PASSAGE SHOWN ▸
******

Indexes and Query Performance

After this lesson, you will be able to: Reason about B-tree indexes: when to add one, when not to, covering indexes, and the write-cost trade-off.

Indexes are how databases stay fast at scale. The #1 reason a query is slow is a missing or unused index. This lesson teaches the mental model.

Prerequisites:Window Functions

What an index is

A separate sorted data structure (usually B-tree) that lets the DB find rows in O(log n) instead of scanning every row. Like the index of a book: instead of reading every page to find a topic, jump to the page number. The O(log n) lookup is binary search: because a B-tree keeps keys sorted, the database can halve the search space at every node, the same algorithm covered in the Computer Science Fundamentals > Algorithms binary search lesson. Default index type in Postgres is B-tree. Others exist (GIN, GiST, BRIN, Hash) for specific use cases.

******

ENTRIES SUPPLIED ▸

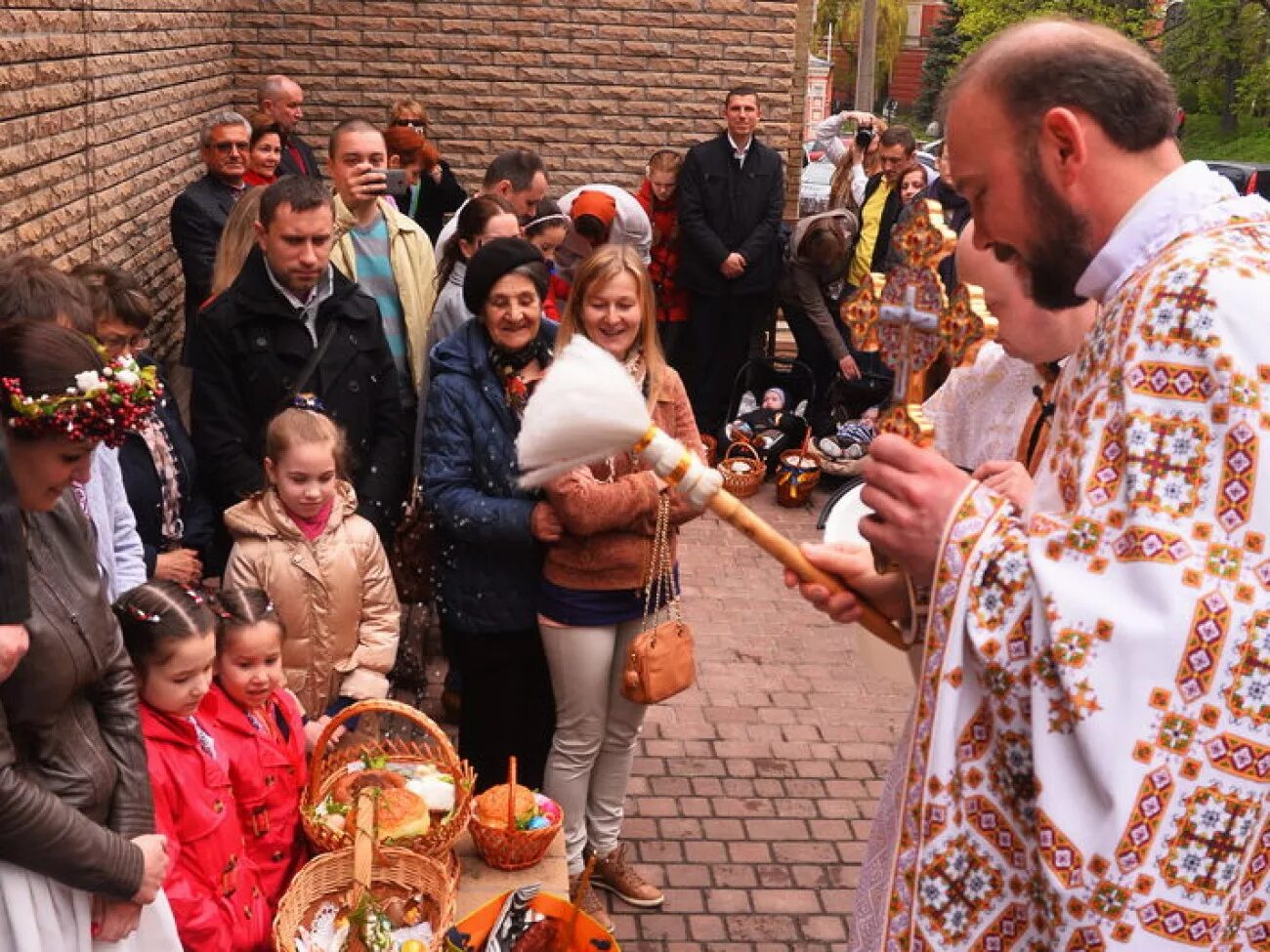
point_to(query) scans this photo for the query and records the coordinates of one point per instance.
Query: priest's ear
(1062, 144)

******

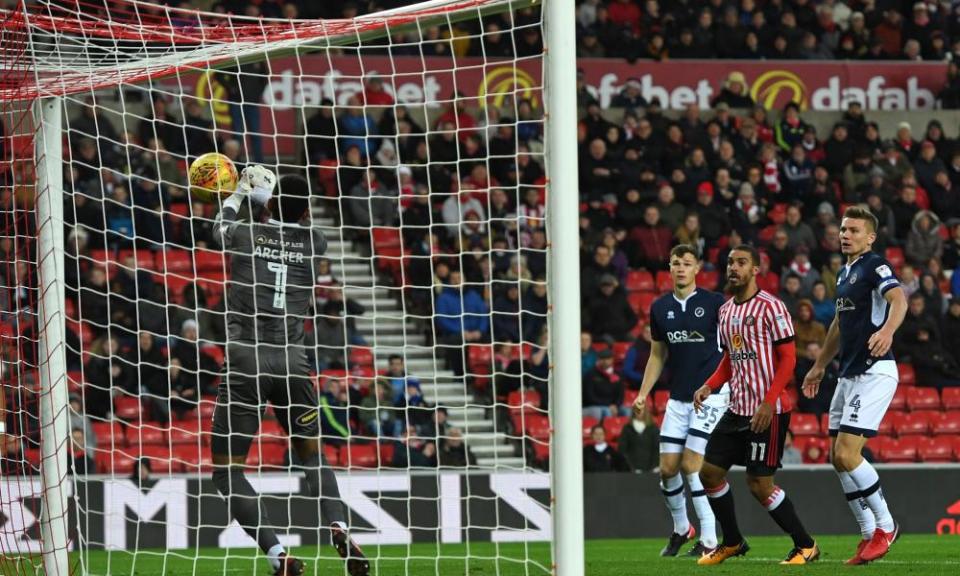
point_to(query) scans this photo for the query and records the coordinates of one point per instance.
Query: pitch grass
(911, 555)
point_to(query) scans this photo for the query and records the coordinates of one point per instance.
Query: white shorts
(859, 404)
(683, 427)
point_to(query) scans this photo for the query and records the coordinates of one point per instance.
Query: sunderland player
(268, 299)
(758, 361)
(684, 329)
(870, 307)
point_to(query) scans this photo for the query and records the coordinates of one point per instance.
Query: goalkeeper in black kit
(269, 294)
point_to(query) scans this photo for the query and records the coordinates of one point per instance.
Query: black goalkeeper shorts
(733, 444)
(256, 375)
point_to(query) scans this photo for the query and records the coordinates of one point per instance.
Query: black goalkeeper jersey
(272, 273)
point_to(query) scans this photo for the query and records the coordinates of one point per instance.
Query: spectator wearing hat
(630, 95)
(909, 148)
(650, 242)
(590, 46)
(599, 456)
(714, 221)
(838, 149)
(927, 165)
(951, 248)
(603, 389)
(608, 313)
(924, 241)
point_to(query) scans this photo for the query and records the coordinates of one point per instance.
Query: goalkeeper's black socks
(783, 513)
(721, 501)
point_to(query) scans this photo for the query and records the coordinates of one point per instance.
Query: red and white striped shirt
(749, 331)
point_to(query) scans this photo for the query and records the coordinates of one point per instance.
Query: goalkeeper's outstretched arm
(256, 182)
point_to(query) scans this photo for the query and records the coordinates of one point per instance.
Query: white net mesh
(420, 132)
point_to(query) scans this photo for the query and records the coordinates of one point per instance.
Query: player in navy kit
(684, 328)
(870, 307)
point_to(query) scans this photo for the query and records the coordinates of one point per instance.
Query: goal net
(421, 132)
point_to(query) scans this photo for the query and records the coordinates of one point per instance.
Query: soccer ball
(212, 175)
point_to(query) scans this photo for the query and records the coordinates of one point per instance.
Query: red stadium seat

******

WHAT IS ASKED ▸
a) Copy verbatim the section of the indexes lesson that opens with the words containing "Indexes and Query" and closes with "the mental model.".
b) Translate this sentence from the indexes lesson into Spanish: "Indexes are how databases stay fast at scale."
The entries were drawn from a separate source and have no connection to the indexes lesson.

PROBLEM SOLUTIONS ▸
a)
Indexes and Query Performance

After this lesson, you will be able to: Reason about B-tree indexes: when to add one, when not to, covering indexes, and the write-cost trade-off.

Indexes are how databases stay fast at scale. The #1 reason a query is slow is a missing or unused index. This lesson teaches the mental model.

b) Los índices son la forma en que las bases de datos se mantienen rápidas a gran escala.